begin RECORD EXCERPTS

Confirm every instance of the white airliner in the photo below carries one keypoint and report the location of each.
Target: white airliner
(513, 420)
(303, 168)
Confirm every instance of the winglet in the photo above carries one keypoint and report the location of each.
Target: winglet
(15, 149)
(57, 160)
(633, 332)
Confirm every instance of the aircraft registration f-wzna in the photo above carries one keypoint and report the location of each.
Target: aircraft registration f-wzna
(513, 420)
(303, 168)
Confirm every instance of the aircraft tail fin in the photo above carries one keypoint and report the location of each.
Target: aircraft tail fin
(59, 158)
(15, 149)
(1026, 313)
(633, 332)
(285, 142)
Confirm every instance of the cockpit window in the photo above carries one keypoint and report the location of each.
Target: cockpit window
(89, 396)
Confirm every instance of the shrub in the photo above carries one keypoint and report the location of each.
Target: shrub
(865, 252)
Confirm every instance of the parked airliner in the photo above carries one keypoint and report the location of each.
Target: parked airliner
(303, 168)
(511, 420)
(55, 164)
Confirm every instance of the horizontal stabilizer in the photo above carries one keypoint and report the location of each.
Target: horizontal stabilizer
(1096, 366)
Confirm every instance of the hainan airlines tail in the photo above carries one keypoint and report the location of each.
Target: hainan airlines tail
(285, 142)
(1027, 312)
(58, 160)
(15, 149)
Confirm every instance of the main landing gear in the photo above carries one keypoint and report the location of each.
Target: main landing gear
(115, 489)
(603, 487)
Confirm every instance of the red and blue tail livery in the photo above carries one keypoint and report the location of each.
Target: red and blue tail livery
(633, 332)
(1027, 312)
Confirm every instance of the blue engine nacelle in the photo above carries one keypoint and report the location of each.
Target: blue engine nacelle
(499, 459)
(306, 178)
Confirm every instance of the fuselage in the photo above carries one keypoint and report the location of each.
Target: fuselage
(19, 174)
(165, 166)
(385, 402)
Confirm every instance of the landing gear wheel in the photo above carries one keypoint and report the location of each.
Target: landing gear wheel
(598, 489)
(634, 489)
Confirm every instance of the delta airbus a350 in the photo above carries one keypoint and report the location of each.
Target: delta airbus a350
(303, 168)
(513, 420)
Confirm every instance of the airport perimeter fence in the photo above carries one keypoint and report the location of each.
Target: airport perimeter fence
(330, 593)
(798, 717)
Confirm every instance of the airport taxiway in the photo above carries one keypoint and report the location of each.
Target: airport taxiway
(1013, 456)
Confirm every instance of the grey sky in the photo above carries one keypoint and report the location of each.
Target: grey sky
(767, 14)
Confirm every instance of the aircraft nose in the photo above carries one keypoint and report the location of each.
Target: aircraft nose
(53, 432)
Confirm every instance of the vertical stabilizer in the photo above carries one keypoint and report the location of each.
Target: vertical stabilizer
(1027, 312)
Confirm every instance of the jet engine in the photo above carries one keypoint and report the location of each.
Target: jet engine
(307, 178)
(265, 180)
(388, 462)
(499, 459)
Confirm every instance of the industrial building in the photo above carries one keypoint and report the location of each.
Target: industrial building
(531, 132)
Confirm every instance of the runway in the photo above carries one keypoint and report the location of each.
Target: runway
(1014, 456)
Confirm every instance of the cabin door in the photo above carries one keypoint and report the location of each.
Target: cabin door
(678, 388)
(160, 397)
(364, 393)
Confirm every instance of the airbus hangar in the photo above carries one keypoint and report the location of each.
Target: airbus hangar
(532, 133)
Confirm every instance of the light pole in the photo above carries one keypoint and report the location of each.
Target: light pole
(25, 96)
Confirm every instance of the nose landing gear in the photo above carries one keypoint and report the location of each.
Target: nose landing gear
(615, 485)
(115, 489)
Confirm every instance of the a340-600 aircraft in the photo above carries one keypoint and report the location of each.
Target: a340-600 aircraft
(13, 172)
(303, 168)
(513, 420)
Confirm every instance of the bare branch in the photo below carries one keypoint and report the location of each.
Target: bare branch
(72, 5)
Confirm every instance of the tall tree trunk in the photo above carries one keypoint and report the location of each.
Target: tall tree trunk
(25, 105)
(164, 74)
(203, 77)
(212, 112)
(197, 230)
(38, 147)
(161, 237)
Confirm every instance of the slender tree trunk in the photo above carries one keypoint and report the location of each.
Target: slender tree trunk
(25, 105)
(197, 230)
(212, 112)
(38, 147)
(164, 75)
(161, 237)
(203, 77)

end RECORD EXCERPTS

■ EXERCISE DIRECTIONS: Write out everything from the start of the data down to the line containing "(1096, 366)", substituting "Object" for "Target" and leaving all else unchanged.

■ REPLY:
Confirm every instance of the white airliner in the photo below carries one keypoint and report the location of each.
Object: white airliner
(513, 420)
(303, 168)
Confirm every instance of the winglet in the photo above carries one keypoint and report the location of each.
Object: winglet
(15, 149)
(57, 160)
(633, 332)
Confirm every instance of the aircraft registration f-wzna in the photo above carries one keypoint and report the location of each.
Object: aircraft registration f-wzna
(513, 420)
(303, 168)
Confirm every instance of the aircraft tail fin in the photo above carries one keypoint and report the location of each.
Object: aircraft tail fin
(59, 158)
(15, 149)
(1026, 313)
(633, 332)
(285, 142)
Confirm every instance of the cockpit window in the photo above carries one keypoint and report the location of each.
Object: cockpit window
(89, 396)
Confirm every instance of the shrub in the photo above carries one keypoint and report the location of each.
Object: shrub
(865, 252)
Confirm every instance of the parked airliner in the photo above carries one keypoint and report the location of each.
Object: parked airliner
(303, 168)
(511, 420)
(55, 164)
Confirm every instance of the horizontal stabilizer in the photo above carries one keypoint and report the location of each.
Object: horizontal stabilizer
(1096, 366)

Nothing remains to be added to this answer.